§ HOW TO COMPLETE THIS TASK:
Transcribe the whole listing exactly; the images stay out.

§ DATA:
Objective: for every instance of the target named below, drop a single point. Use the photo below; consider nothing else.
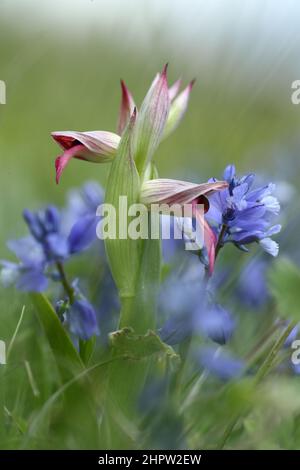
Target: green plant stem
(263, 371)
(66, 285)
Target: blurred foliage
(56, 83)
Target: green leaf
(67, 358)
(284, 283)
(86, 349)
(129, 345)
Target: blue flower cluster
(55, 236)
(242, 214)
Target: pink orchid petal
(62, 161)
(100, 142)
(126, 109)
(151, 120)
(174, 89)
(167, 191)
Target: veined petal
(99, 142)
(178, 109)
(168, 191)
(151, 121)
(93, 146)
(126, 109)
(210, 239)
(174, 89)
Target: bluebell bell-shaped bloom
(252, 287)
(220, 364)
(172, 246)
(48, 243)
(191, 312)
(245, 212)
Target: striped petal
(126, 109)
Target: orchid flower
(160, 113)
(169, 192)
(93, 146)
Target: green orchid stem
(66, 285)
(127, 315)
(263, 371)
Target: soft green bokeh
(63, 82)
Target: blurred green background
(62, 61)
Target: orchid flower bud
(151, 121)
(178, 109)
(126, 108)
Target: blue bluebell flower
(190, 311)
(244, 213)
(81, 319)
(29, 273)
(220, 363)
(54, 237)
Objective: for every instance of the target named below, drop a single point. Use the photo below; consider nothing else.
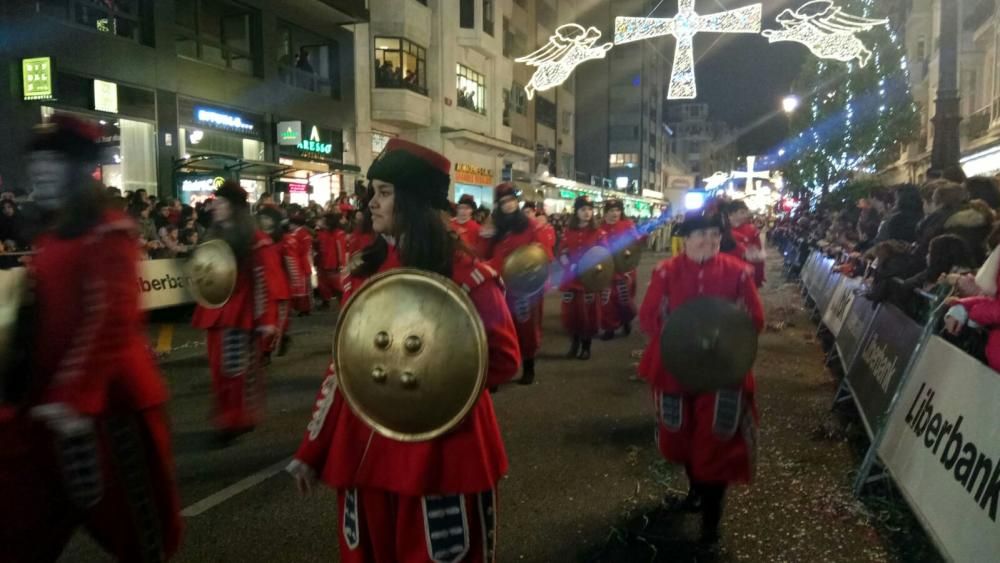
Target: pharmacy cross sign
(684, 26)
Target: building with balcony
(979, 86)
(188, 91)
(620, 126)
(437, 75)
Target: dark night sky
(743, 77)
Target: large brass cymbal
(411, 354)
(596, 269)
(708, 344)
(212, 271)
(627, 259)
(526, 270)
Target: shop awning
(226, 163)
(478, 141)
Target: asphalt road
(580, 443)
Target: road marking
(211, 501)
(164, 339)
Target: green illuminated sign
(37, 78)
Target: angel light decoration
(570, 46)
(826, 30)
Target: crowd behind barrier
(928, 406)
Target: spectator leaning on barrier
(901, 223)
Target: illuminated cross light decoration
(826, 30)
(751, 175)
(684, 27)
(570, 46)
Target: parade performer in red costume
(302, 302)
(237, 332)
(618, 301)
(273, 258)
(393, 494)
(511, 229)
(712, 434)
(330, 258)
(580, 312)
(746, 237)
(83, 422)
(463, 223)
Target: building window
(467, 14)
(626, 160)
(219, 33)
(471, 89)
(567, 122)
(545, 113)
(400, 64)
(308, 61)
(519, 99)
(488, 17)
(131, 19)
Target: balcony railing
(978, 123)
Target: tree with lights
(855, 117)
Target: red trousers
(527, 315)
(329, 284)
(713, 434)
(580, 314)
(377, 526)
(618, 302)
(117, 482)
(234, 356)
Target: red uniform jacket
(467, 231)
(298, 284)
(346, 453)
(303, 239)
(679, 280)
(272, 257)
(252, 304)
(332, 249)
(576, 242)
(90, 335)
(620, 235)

§ RESPONSE:
Objective: for every instance of the target named below, drop a single point. Use the photo below; consider nothing else.
Target: green plant stem
(263, 371)
(66, 285)
Target: blurred foliage
(56, 83)
Target: green leaf
(67, 358)
(284, 283)
(86, 349)
(129, 345)
Target: blue flower cluster
(55, 236)
(242, 214)
Target: pink orchid petal
(62, 161)
(100, 142)
(126, 109)
(151, 120)
(174, 89)
(167, 191)
Target: veined petal
(99, 142)
(178, 109)
(168, 191)
(151, 121)
(93, 146)
(126, 109)
(210, 239)
(174, 89)
Target: bluebell bell-shaped bloom
(252, 287)
(220, 364)
(172, 246)
(48, 243)
(191, 312)
(245, 212)
Target: striped petal
(126, 109)
Target: orchid flower
(160, 113)
(169, 192)
(93, 146)
Target: green orchid stem
(66, 285)
(127, 315)
(263, 371)
Target: soft green bokeh
(63, 82)
Target: blurred green background
(62, 61)
Target: orchid flower bud
(151, 121)
(178, 109)
(126, 108)
Target: blue bluebell flower
(190, 311)
(244, 213)
(81, 319)
(29, 273)
(220, 363)
(54, 237)
Objective: for every instance of the target named below, drop a single point. Use the photo below; consider nothing else.
Target: pharmacy cross sign
(684, 26)
Target: building with balcony
(979, 86)
(188, 91)
(620, 126)
(437, 75)
Target: dark night sky
(743, 77)
Target: large brass cymbal
(411, 354)
(596, 269)
(708, 344)
(212, 271)
(627, 259)
(526, 270)
Target: shop awning
(226, 163)
(478, 141)
Target: asphalt road
(580, 443)
Target: road marking
(211, 501)
(164, 339)
Target: green illuminated sign
(37, 78)
Target: angel light decoration
(570, 46)
(826, 30)
Target: crowd behind barrier
(928, 406)
Target: spectator leaning on barrier
(901, 223)
Target: illuminated cross light decoration
(826, 30)
(751, 175)
(684, 27)
(570, 46)
Target: parade performer in red costume
(302, 302)
(237, 332)
(618, 301)
(273, 258)
(393, 494)
(511, 229)
(712, 434)
(330, 258)
(580, 312)
(746, 237)
(83, 422)
(463, 223)
Target: building window
(467, 14)
(626, 160)
(219, 33)
(471, 89)
(567, 122)
(545, 113)
(400, 64)
(308, 61)
(519, 99)
(488, 17)
(131, 19)
Target: balcony railing
(978, 123)
Target: tree with lights
(855, 117)
Target: red trousers
(527, 315)
(329, 284)
(713, 434)
(580, 314)
(377, 526)
(618, 302)
(117, 482)
(234, 356)
Target: red uniform jacket
(467, 231)
(298, 284)
(346, 453)
(303, 239)
(679, 280)
(272, 257)
(252, 304)
(332, 249)
(576, 242)
(90, 335)
(620, 235)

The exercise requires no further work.